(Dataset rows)
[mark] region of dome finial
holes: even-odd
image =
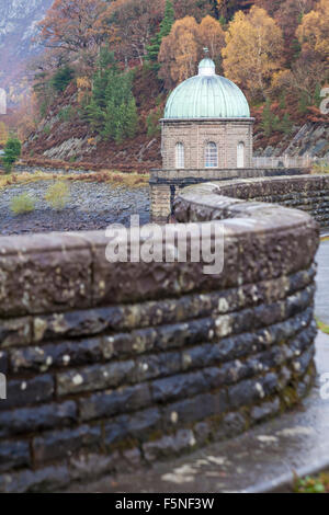
[[[216,75],[216,67],[215,62],[213,59],[208,57],[209,49],[208,47],[205,47],[203,49],[205,57],[202,59],[202,61],[198,65],[198,75],[200,76],[214,76]]]

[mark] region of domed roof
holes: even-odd
[[[250,118],[250,110],[242,91],[217,76],[214,61],[205,58],[198,65],[198,75],[169,96],[164,119],[171,118]]]

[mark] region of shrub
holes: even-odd
[[[54,209],[64,209],[70,197],[70,188],[64,181],[48,187],[45,199]]]
[[[13,164],[21,156],[22,146],[18,138],[9,138],[4,147],[2,163],[7,173],[11,172]]]
[[[29,193],[22,193],[22,195],[12,198],[10,208],[15,215],[33,211],[35,208],[34,199]]]

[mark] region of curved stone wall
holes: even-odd
[[[329,174],[254,178],[218,184],[222,195],[303,209],[329,226]]]
[[[204,263],[110,264],[100,232],[0,238],[0,491],[136,470],[306,394],[317,224],[218,193],[175,202],[181,224],[223,220],[217,276]]]

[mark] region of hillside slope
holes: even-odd
[[[38,48],[37,23],[53,0],[0,0],[0,87],[18,102],[26,90],[26,62]]]

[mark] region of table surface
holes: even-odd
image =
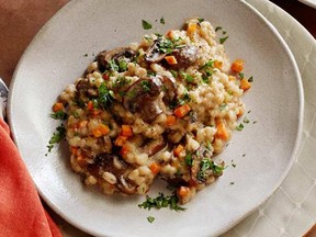
[[[0,77],[7,86],[10,86],[16,64],[32,38],[68,1],[0,0]],[[297,0],[272,2],[294,16],[316,38],[316,9]]]

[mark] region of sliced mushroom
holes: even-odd
[[[77,93],[82,98],[98,98],[98,88],[92,87],[88,78],[81,79],[77,86]]]
[[[127,89],[123,98],[123,106],[132,113],[139,113],[145,122],[153,122],[162,113],[157,99],[161,86],[157,77],[137,80]]]
[[[117,66],[120,66],[121,63],[127,65],[128,63],[133,61],[136,52],[131,47],[119,47],[109,52],[101,52],[97,56],[99,70],[104,71],[105,69],[110,69],[110,61],[114,61]],[[120,72],[125,70],[126,68],[119,67]]]
[[[161,43],[166,41],[162,37],[158,37],[154,41],[153,45],[145,53],[145,60],[149,63],[158,63],[165,58],[167,53],[161,52]]]
[[[129,165],[113,154],[99,154],[94,157],[93,163],[87,166],[88,171],[100,179],[103,172],[110,172],[119,181],[115,187],[125,194],[134,194],[136,185],[132,181],[126,181],[125,173],[128,173]],[[127,170],[127,171],[126,171]]]
[[[176,48],[172,55],[177,59],[177,65],[172,67],[177,68],[188,68],[193,65],[198,59],[198,48],[194,45],[188,45],[181,48]]]

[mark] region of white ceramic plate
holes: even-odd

## Directions
Return the rows from the line containing "[mark] region of domed roof" through the end of the rows, copying every line exactly and including both ends. Leave the pictures out.

## Exercise output
[mark] region of domed roof
holes: even-odd
[[[250,118],[250,110],[242,91],[217,76],[214,61],[205,58],[198,65],[198,75],[169,96],[164,119],[171,118]]]

[mark] region of shrub
holes: even-odd
[[[54,209],[64,209],[70,197],[70,188],[64,181],[48,187],[45,199]]]
[[[13,164],[21,156],[22,146],[18,138],[9,138],[4,147],[2,163],[7,173],[11,172]]]
[[[29,193],[22,193],[22,195],[12,198],[10,208],[15,215],[33,211],[35,208],[34,199]]]

[mark] region of curved stone wall
holes: even-odd
[[[329,174],[254,178],[218,184],[222,195],[303,209],[329,226]]]
[[[204,263],[110,264],[100,232],[0,238],[0,491],[136,470],[306,394],[317,224],[218,193],[175,202],[181,224],[223,220],[217,276]]]

[mark] region of hillside slope
holes: even-odd
[[[38,48],[37,23],[53,0],[0,0],[0,87],[18,102],[26,90],[26,62]]]

[mark] region of table surface
holes: even-odd
image =
[[[0,77],[7,86],[10,86],[16,64],[32,38],[68,1],[0,0]],[[297,0],[272,2],[294,16],[316,38],[316,9]]]

[mark] region of sliced mushroom
holes: even-odd
[[[77,93],[82,98],[98,98],[98,88],[92,87],[88,78],[81,79],[77,86]]]
[[[127,89],[123,98],[123,106],[132,113],[139,113],[145,122],[153,122],[162,113],[157,99],[161,86],[157,77],[137,80]]]
[[[117,66],[120,66],[121,63],[127,65],[128,63],[133,61],[136,52],[131,47],[119,47],[109,52],[101,52],[97,56],[99,70],[104,71],[105,69],[110,69],[110,61],[114,61]],[[120,72],[125,70],[126,68],[119,67]]]
[[[161,43],[166,41],[162,37],[158,37],[154,41],[153,45],[145,53],[145,60],[149,63],[158,63],[165,58],[167,53],[161,52]]]
[[[129,165],[113,154],[99,154],[94,157],[93,163],[87,166],[88,171],[100,179],[103,172],[110,172],[119,181],[115,187],[125,194],[134,194],[136,185],[132,181],[126,181],[125,173],[128,173]],[[127,170],[127,171],[126,171]]]
[[[176,48],[172,55],[177,59],[177,65],[172,67],[177,68],[188,68],[193,65],[198,59],[198,48],[194,45],[188,45],[181,48]]]

[mark] region of white ceramic plate
holes: even-odd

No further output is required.